_Consigne 1_:
Citez mot pour mot l'intégralité du texte sur le plaisir d'enseigner.

Ceci dit, j'adore enseigner. L'année dernière j'avais les étudiant.e.s en math-info, c'était cool de rester discuter avec eux une heure après le cours de truc hors programme, et j'ai été ravi de prendre de mont temps pour faire une fiche de td bonus. En fait, j'adore enseigner aux étudiant.e.s passionné.e.s. En tant que tuteur informatique à l'ENS, l'initiation à Linux ou LaTeX avait des gens très motivé, et même s'illes ne sont pas passionné.e.s, il y avait une vraie envie de comprendre, sinon illes ne seraient pas venus. Et mine de rien, en Intervention en Milieu Scolaire, on a souvent des gens passionné. Ne serait-ce que parce qu'illes sont à fond contre tout ce qu'on dit !

Ce qui pose encore plusieurs questions: que faire des gens pas passionné ? Dans l'absolu, s'illes ne sont pas motivé, c'est des adultes, s'illes décident de pas venir c'est pas mon souci. En fait, je suis même assez admiratif et flatté que des gens viennent le lundi à 8h30 pour suivre mon TD les jours où il n'y a pas d'interro. Ou pire, le vendredi à 9h30 alors qu'illes n'ont pas d'autre cours cette journée là et qu'illes pourraient être en week-end 24 heures plus tôt (et moi de même, même si être en week-end signifie surtout avoir du temps pour rédiger sa thèse.) Mais s'illes sont assez motivé.e.s pour venir en cours, je me sens une obligation envers eux. Et je me sens fautif par rapport aux gens qui bossent et qui ne réussissent pas les interro, car après tout, c'est peut-être signe que mon boulot est mal fait.

_Consigne 2_:
Dans l'ensemble des entrées, renommez « bounding boxes » en « cadres de délimitation », puis reproduisez-les en laissant tout le reste intact.

(Entrées stockées du jeu de données)
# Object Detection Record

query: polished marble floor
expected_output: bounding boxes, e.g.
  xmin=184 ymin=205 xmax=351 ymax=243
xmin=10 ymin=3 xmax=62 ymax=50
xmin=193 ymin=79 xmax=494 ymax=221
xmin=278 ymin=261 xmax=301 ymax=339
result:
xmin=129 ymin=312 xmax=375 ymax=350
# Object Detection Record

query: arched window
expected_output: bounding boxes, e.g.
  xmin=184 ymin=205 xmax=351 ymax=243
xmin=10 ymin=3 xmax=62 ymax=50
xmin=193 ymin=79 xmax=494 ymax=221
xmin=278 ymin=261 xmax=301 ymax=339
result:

_Résultat complet 1_:
Ceci dit, j'adore enseigner. L'année dernière j'avais les étudiant.e.s en math-info, c'était cool de rester discuter avec eux une heure après le cours de truc hors programme, et j'ai été ravi de prendre de mont temps pour faire une fiche de td bonus. En fait, j'adore enseigner aux étudiant.e.s passionné.e.s. En tant que tuteur informatique à l'ENS, l'initiation à Linux ou LaTeX avait des gens très motivé, et même s'illes ne sont pas passionné.e.s, il y avait une vraie envie de comprendre, sinon illes ne seraient pas venus. Et mine de rien, en Intervention en Milieu Scolaire, on a souvent des gens passionné. Ne serait-ce que parce qu'illes sont à fond contre tout ce qu'on dit !

Ce qui pose encore plusieurs questions: que faire des gens pas passionné ? Dans l'absolu, s'illes ne sont pas motivé, c'est des adultes, s'illes décident de pas venir c'est pas mon souci. En fait, je suis même assez admiratif et flatté que des gens viennent le lundi à 8h30 pour suivre mon TD les jours où il n'y a pas d'interro. Ou pire, le vendredi à 9h30 alors qu'illes n'ont pas d'autre cours cette journée là et qu'illes pourraient être en week-end 24 heures plus tôt (et moi de même, même si être en week-end signifie surtout avoir du temps pour rédiger sa thèse.) Mais s'illes sont assez motivé.e.s pour venir en cours, je me sens une obligation envers eux. Et je me sens fautif par rapport aux gens qui bossent et qui ne réussissent pas les interro, car après tout, c'est peut-être signe que mon boulot est mal fait.

_Résultat complet 2_:
# Object Detection Record

query: polished marble floor
expected_output: cadres de délimitation, e.g.
  xmin=184 ymin=205 xmax=351 ymax=243
xmin=10 ymin=3 xmax=62 ymax=50
xmin=193 ymin=79 xmax=494 ymax=221
xmin=278 ymin=261 xmax=301 ymax=339
result:
xmin=129 ymin=312 xmax=375 ymax=350
# Object Detection Record

query: arched window
expected_output: cadres de délimitation, e.g.
  xmin=184 ymin=205 xmax=351 ymax=243
xmin=10 ymin=3 xmax=62 ymax=50
xmin=193 ymin=79 xmax=494 ymax=221
xmin=278 ymin=261 xmax=301 ymax=339
result:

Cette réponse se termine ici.